In the excerpt below about Sister Mary Octavian, why was the narrator required to attend her wake at the Immaculate Conception Cathedral?

[start of Selected excerpt]

The heat, or perhaps just the general absurdity of survival, reminded me of an old story I found myself recounting to Mike last night—the saga of Sister Mary Octavian.
If you did not grow up under the jurisdiction of the pre-Vatican II educational complex, it is difficult to convey the sheer, casual terror of the rogue nun. Sister Mary Octavian was a kindergarten-room vanguard. In the quiet, liminal minutes before afternoon sessions began, while I sat alone waiting for my actual teacher, Mrs. Burson, Sister Mary Octavian would materialize like a specter in a black habit. She would chase me. Upon catching me, she would spank me, and then banish me to the dusty, electromagnetic exile behind the classroom television set until proper authority arrived.
My crime? Existing, mostly. Or perhaps, more accurately, being related to my older brother, Brian, who was currently enrolled in her class and likely driving her to the brink of a nervous breakdown. I was merely the convenient, proxy scapegoat for whatever psychological warfare was happening down the hall.
When Sister Mary Octavian finally crossed the great divide, her wake was held at the Immaculate Conception Cathedral. Because my parents were deeply, hopelessly enmeshed in parish life, attendance was mandatory. I remember walking up that long, intimidating cathedral aisle toward a stark, unpolished pine coffin. There she lay: hands crossed, draped in her full habit, wearing—with a level of dramatic commitment I can now almost admire—a literal crown of thorns.
I later learned she had built the coffin herself, a DIY project of grim, ascetic righteousness. But the kicker, the true masterstroke of Catholic psychological molding, came from my mother. She decreed that Sister Mary Octavian be added to my official nightly prayer roster. Every single night, I would dutifully rattle off: *Mommy, Daddy, Francis, Annemarie, Brian, John… and Sister Mary Octavian.* I was actively petitioning the Almighty for the spiritual welfare of the woman who had routinely shoved me behind a Zenith console. It was Stockholm syndrome, curated by the Vatican.
To escape the ghosts of kindergarten tyrants and the current hum of office life, I usually rely on my midday ritual: a brief, solitary cigar outside the building. It is a quest for twenty minutes of uninterrupted solace.
Yesterday, that solace was threatened by a man I assumed to be unhoused, who was so visibly offended by my second-hand smoke that he gathered his earthly possessions and relocated twenty feet away. Today, he was back. Attempting to be a conscientious citizen of the sidewalk, I sat down and gave him a polite heads-up that I was about to light up.
This turned out to be the conversational floodgates opening.

[end of Selected excerpt]
[start of Material supplied]

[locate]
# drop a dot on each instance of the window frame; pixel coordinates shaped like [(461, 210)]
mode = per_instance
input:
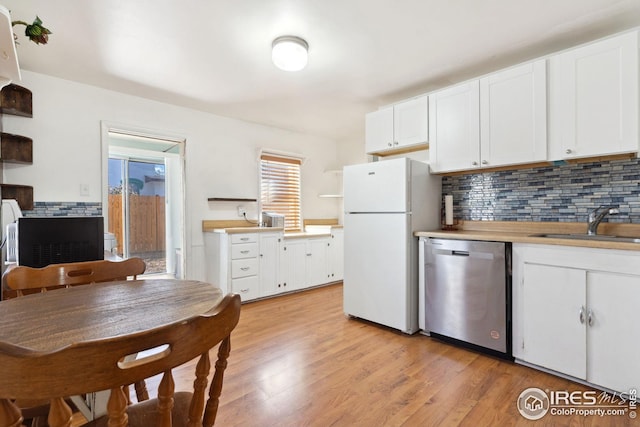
[(291, 225)]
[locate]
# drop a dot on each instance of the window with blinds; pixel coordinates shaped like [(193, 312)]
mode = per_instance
[(280, 188)]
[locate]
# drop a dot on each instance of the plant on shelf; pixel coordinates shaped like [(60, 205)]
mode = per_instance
[(35, 31)]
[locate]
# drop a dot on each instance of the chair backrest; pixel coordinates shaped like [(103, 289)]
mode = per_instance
[(103, 365), (23, 279)]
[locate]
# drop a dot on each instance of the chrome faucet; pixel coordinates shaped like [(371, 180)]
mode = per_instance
[(596, 215)]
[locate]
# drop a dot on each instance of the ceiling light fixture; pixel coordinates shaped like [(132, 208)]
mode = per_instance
[(289, 53)]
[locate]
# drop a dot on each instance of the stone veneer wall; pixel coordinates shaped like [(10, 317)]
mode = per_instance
[(564, 193), (65, 209)]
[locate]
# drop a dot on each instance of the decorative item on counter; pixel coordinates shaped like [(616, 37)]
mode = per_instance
[(449, 223)]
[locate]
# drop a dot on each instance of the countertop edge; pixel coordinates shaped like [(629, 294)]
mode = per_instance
[(514, 237)]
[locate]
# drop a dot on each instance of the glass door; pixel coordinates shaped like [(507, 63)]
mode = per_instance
[(136, 209)]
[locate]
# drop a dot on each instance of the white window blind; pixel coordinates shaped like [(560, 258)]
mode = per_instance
[(280, 188)]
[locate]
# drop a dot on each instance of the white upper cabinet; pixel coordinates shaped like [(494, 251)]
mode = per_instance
[(594, 99), (498, 120), (454, 128), (397, 127), (513, 116)]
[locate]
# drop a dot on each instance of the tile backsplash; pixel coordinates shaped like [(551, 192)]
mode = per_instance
[(564, 193), (65, 209)]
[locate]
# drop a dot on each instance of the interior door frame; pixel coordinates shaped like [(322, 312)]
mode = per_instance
[(107, 127)]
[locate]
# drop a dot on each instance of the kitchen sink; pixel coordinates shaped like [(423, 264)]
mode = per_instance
[(598, 237)]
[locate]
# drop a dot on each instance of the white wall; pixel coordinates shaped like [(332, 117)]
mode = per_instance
[(221, 153)]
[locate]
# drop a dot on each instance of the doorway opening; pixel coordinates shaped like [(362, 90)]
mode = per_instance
[(144, 209)]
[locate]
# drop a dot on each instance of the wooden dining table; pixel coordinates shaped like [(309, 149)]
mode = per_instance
[(55, 319)]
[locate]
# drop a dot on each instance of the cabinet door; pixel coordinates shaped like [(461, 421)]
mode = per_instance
[(613, 344), (379, 130), (411, 122), (454, 128), (336, 251), (513, 106), (553, 299), (594, 99), (269, 263), (317, 268), (293, 264)]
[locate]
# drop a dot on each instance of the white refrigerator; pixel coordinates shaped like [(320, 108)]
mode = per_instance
[(385, 202)]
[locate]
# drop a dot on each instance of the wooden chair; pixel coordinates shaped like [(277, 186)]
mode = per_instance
[(102, 365), (21, 280)]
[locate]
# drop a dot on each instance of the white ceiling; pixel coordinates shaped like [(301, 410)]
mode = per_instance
[(214, 55)]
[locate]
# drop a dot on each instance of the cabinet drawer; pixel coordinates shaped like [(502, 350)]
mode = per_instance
[(244, 250), (246, 287), (244, 238), (244, 267)]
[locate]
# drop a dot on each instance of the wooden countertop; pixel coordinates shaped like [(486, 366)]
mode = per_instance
[(524, 232), (242, 226)]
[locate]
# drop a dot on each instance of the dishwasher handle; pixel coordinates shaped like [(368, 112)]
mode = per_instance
[(470, 254)]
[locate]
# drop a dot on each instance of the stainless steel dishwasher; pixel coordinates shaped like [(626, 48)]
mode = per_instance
[(465, 294)]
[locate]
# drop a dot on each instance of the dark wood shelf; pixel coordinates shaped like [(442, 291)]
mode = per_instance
[(15, 148), (22, 193), (16, 100), (230, 199)]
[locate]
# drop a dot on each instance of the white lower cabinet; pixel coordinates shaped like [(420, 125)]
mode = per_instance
[(575, 312), (307, 262), (262, 264)]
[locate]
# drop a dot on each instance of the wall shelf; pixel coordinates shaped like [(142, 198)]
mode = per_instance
[(22, 193), (230, 199), (17, 101)]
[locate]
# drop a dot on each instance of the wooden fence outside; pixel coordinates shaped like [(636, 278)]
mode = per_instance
[(146, 223)]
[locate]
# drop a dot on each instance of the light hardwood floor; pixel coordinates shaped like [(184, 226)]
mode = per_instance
[(297, 360)]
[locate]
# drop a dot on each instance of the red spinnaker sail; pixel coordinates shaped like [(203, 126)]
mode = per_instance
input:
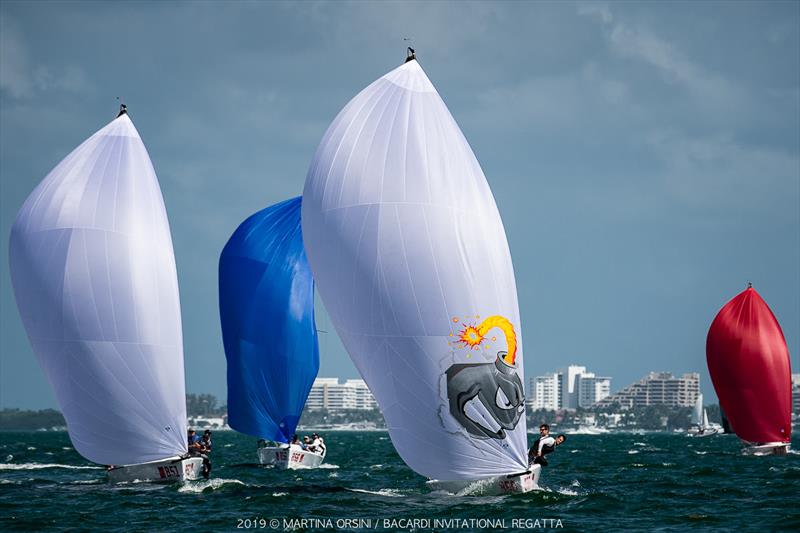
[(749, 365)]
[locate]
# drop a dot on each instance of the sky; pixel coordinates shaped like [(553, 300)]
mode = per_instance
[(644, 156)]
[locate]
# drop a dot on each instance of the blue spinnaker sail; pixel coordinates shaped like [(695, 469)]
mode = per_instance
[(266, 303)]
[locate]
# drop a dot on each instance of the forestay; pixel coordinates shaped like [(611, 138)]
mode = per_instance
[(95, 281), (411, 260), (266, 297)]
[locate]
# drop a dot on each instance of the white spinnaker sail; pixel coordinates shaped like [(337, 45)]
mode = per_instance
[(697, 412), (94, 277), (412, 263)]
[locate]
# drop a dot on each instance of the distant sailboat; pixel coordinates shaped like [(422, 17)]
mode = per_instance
[(410, 257), (95, 282), (749, 365), (266, 297)]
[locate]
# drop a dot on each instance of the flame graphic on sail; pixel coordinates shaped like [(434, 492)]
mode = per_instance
[(472, 336)]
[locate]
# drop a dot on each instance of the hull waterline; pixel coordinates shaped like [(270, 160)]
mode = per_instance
[(172, 470), (510, 484), (289, 458)]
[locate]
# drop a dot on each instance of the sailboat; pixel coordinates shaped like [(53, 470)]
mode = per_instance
[(700, 426), (266, 299), (95, 282), (750, 368), (411, 261)]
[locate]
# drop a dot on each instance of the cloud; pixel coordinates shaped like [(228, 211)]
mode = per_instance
[(22, 79), (596, 10)]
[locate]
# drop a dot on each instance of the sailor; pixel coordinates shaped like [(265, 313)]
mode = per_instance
[(194, 442), (545, 444), (318, 444), (205, 448), (205, 442)]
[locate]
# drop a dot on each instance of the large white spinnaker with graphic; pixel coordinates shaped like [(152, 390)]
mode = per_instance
[(96, 286), (411, 260)]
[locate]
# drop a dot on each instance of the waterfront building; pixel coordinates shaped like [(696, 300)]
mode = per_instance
[(568, 388), (328, 393), (657, 388)]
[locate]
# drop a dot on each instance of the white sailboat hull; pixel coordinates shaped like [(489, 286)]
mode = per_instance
[(769, 448), (170, 470), (289, 458), (511, 484)]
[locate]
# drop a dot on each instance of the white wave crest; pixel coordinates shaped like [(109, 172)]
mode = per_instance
[(41, 466), (213, 484), (391, 493)]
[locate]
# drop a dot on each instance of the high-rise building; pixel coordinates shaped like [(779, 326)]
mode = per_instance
[(657, 388), (592, 389), (569, 385), (568, 388), (546, 392), (328, 393)]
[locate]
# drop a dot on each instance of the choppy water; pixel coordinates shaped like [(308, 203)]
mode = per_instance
[(650, 482)]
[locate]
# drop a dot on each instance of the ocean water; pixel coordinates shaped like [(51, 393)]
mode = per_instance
[(629, 482)]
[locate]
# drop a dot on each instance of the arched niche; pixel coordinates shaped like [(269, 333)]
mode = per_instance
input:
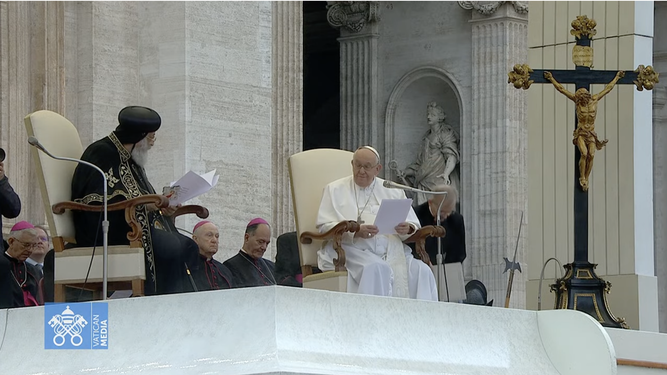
[(405, 119)]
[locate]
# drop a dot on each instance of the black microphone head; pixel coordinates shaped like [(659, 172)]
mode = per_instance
[(34, 142)]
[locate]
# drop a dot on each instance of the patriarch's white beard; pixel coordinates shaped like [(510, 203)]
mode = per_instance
[(140, 152)]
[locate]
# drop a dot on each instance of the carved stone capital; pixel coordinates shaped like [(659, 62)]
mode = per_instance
[(352, 15), (487, 8)]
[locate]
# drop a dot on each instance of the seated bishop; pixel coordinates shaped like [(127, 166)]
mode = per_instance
[(377, 264), (207, 273), (248, 267), (19, 280)]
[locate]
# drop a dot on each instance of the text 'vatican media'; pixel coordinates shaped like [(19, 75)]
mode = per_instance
[(76, 325)]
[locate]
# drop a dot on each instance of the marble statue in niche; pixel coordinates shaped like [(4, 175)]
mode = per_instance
[(438, 157)]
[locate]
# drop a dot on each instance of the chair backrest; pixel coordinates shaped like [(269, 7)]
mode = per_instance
[(310, 171), (59, 136)]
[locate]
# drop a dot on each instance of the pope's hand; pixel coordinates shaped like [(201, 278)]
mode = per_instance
[(403, 228), (170, 210), (366, 231)]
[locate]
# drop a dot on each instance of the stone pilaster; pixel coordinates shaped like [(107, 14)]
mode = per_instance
[(358, 71), (498, 155), (31, 78), (287, 108), (660, 188)]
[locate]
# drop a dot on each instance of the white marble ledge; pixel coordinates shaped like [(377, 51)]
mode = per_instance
[(285, 330)]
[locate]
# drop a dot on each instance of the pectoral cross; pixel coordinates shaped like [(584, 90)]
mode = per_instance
[(586, 283)]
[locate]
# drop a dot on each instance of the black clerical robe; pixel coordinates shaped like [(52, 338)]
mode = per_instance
[(19, 283), (454, 242), (166, 250), (211, 274), (248, 271), (10, 204), (288, 265)]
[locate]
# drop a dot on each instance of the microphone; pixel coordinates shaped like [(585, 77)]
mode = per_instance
[(105, 223), (394, 185), (192, 281)]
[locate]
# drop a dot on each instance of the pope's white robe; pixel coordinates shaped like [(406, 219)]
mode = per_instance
[(380, 265)]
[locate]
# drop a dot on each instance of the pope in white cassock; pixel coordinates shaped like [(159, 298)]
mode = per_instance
[(377, 264)]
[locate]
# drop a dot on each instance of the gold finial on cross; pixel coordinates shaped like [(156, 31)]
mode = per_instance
[(583, 26)]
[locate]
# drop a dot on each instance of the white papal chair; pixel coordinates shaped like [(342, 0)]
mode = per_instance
[(126, 268), (310, 171)]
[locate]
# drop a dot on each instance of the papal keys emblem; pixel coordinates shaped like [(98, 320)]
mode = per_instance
[(65, 324)]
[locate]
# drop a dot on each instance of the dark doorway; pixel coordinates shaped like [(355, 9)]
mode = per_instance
[(321, 76)]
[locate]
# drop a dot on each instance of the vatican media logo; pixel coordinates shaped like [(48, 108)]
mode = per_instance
[(76, 325)]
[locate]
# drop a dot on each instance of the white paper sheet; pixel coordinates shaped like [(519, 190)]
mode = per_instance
[(191, 185), (391, 213)]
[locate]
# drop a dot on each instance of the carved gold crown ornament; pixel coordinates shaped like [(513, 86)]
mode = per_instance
[(583, 26), (646, 78)]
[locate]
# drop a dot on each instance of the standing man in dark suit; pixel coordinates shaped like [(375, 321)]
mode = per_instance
[(10, 203), (454, 242)]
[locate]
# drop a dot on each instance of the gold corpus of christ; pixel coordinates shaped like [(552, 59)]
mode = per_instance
[(584, 136)]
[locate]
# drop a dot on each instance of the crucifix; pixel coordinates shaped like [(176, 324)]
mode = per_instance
[(581, 289)]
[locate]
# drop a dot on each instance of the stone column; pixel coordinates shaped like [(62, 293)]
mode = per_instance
[(660, 198), (358, 71), (499, 175), (31, 78), (660, 164), (287, 108)]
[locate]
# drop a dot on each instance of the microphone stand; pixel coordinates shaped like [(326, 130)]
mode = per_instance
[(105, 223), (440, 257)]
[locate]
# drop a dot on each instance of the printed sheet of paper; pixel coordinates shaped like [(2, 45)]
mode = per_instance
[(391, 213), (191, 185)]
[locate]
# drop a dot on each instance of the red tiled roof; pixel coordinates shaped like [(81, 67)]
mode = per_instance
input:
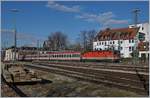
[(113, 34), (143, 46)]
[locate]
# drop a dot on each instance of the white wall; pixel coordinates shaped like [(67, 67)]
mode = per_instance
[(144, 28)]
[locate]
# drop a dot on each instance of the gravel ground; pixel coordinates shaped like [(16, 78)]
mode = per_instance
[(62, 86)]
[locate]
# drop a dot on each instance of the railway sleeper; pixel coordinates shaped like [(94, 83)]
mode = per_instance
[(87, 76)]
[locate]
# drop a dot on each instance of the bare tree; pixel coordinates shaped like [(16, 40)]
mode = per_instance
[(86, 39), (90, 38), (56, 41)]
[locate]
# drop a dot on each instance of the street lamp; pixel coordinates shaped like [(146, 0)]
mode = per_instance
[(15, 32)]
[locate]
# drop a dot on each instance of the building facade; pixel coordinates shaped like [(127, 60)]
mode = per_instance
[(143, 28), (122, 39)]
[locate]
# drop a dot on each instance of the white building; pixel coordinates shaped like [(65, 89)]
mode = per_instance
[(122, 38), (143, 28)]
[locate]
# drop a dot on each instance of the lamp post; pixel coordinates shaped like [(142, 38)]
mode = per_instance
[(135, 12), (15, 32)]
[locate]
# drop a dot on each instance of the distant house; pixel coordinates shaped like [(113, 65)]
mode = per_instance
[(143, 48), (143, 28), (122, 39)]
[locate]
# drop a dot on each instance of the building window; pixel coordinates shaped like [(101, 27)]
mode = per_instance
[(121, 48), (129, 48), (129, 40), (121, 42), (132, 48)]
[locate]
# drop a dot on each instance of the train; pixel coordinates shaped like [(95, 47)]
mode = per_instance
[(103, 55)]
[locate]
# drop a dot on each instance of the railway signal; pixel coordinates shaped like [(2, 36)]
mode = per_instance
[(15, 32)]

[end of Material supplied]

Reply to the task: Attendance was mandatory because the narrator's parents were deeply, hopelessly enmeshed in parish life.